((

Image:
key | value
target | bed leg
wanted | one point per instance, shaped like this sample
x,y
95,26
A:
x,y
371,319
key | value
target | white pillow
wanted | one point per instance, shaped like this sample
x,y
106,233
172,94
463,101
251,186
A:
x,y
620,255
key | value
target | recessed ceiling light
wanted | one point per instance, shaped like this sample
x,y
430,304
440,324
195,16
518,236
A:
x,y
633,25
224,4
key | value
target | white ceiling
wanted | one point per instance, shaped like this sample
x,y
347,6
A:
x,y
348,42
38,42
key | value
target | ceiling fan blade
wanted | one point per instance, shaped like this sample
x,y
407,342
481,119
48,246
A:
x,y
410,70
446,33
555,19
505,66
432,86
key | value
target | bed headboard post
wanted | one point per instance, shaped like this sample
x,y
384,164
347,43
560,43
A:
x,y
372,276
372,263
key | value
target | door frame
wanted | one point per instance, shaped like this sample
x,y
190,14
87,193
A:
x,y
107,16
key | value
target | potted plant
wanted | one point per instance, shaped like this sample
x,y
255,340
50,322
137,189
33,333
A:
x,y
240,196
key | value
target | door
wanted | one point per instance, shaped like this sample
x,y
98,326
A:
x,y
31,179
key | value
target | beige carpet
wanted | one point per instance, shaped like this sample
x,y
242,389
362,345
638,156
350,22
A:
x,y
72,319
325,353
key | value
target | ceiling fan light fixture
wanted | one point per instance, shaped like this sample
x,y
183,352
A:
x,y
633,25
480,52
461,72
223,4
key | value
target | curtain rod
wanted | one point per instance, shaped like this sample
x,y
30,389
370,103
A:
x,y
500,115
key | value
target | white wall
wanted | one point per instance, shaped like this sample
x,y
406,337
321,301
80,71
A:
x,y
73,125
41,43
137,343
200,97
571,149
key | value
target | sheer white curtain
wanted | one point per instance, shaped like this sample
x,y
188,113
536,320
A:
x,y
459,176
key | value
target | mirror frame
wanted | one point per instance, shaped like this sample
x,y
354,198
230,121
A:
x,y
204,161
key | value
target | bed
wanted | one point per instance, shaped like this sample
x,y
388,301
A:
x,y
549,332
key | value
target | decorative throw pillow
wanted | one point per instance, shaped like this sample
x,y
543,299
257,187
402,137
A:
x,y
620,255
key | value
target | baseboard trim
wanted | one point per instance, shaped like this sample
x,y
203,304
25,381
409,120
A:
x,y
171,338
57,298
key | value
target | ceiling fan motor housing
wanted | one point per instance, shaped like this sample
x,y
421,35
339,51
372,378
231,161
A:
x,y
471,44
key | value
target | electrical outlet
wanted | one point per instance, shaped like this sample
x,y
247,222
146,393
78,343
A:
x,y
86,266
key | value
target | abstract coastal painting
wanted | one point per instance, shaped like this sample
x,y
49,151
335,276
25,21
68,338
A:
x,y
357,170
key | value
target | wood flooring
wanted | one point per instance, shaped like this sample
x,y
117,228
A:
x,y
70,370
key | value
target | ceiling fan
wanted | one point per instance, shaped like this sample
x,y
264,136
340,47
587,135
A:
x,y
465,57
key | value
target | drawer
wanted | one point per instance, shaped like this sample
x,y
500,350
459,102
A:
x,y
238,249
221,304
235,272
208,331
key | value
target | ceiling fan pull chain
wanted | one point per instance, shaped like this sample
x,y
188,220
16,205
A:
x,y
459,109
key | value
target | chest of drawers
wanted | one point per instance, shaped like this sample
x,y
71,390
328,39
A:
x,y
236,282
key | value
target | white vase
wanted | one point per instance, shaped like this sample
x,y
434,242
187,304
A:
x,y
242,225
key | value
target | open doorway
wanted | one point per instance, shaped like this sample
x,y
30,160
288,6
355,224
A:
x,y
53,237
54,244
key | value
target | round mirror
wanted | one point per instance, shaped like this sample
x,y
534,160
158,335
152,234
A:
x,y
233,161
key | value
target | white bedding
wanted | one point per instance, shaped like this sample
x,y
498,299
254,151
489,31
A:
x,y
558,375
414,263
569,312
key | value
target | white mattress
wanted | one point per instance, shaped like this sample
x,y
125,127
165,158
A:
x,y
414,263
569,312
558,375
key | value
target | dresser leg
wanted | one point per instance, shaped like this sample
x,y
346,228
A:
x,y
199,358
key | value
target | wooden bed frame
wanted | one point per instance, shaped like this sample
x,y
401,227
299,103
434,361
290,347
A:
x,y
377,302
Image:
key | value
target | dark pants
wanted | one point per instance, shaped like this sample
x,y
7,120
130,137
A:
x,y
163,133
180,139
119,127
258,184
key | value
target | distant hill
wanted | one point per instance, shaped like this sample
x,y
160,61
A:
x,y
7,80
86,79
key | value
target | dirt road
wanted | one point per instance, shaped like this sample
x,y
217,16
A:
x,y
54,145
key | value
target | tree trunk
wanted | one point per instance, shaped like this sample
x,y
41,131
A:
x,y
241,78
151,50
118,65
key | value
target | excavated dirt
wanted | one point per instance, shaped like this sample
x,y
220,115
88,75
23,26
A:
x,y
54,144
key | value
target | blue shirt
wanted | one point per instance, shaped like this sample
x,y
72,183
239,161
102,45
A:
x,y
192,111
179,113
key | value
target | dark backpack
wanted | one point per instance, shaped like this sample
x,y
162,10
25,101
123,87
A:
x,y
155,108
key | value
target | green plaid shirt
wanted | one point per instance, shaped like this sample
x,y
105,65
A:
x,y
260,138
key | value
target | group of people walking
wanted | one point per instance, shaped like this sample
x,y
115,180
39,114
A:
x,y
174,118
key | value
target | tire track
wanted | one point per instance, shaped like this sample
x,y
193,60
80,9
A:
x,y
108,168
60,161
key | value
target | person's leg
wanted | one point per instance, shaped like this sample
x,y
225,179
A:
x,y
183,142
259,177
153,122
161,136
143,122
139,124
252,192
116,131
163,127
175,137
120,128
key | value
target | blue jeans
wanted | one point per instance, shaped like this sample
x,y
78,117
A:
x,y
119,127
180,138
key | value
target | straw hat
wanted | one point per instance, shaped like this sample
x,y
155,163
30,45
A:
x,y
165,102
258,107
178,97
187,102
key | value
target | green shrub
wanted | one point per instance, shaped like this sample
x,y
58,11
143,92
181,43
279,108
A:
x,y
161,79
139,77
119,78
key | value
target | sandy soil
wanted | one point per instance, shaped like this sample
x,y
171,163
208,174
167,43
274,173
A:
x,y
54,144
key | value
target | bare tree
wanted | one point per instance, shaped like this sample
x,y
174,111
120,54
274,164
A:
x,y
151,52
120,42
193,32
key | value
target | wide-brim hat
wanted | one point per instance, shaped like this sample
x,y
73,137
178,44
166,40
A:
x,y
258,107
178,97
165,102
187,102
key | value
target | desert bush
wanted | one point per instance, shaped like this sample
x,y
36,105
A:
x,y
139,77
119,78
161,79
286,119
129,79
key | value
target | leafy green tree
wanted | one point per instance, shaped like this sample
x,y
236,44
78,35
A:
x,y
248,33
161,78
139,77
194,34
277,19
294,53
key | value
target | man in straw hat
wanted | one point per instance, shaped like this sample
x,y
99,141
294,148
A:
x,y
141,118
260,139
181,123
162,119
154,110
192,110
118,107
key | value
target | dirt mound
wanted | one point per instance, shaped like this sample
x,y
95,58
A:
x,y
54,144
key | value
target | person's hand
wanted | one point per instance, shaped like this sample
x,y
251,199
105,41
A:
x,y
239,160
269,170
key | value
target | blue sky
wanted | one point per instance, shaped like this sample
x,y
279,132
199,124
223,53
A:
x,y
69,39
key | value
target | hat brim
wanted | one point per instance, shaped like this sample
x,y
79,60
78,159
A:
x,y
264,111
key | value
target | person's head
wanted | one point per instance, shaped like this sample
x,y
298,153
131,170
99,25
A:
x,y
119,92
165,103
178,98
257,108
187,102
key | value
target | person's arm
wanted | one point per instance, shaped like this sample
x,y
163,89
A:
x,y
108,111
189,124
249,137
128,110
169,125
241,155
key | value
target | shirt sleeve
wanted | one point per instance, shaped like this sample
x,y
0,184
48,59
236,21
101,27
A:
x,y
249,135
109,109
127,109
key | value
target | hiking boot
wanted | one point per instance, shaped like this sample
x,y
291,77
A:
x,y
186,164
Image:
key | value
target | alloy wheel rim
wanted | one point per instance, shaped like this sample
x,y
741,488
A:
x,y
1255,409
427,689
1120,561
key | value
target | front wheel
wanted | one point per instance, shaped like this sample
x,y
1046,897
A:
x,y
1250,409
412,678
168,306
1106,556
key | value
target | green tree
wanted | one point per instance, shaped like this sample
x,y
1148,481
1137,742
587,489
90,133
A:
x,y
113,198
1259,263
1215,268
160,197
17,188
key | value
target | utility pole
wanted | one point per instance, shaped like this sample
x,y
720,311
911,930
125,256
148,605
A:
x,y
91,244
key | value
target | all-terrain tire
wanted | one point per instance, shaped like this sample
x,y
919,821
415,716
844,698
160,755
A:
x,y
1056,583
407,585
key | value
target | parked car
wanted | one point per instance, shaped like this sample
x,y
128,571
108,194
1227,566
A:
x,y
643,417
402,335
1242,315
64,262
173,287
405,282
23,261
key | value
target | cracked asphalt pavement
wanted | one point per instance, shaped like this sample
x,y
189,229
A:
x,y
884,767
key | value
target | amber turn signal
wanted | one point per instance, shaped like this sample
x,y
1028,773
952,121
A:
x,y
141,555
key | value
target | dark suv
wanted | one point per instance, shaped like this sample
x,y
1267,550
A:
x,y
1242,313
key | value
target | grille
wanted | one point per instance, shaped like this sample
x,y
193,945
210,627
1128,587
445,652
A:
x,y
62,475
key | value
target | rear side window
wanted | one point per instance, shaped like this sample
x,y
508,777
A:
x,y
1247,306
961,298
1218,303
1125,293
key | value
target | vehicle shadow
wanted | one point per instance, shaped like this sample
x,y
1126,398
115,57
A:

))

* [The request] Gather every line of the listing above that contains the word "green", matching its case exactly.

* [Answer to this exercise]
target | green plaid shirt
target | green shrub
target | leafy green tree
target | green tree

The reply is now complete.